**PROBLEM REQUIREMENTS:** Reproduce the lines of the data below verbatim, starting at the line that contains "Task: annotate each instance of the arched window with" and ending at the end of the data, with both ends included.

++++ RECORDS PROVIDED

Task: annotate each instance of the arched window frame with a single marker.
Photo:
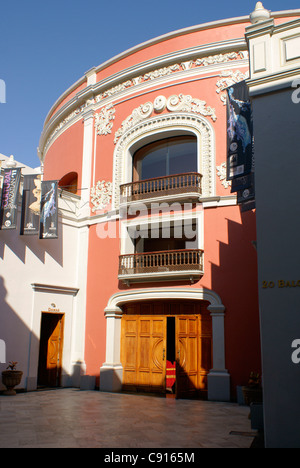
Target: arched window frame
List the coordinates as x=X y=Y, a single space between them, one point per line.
x=161 y=127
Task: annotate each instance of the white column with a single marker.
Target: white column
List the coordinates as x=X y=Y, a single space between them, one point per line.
x=218 y=377
x=87 y=159
x=111 y=372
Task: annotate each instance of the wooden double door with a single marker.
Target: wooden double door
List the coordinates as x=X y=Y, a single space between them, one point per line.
x=153 y=342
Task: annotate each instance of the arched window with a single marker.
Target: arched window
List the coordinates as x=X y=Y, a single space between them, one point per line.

++++++++

**CORRECT RESPONSE:**
Task: annotate each instance of the arched window with a single marker.
Target: arched window
List the coordinates as x=X y=Y, a single space between them, one point per line.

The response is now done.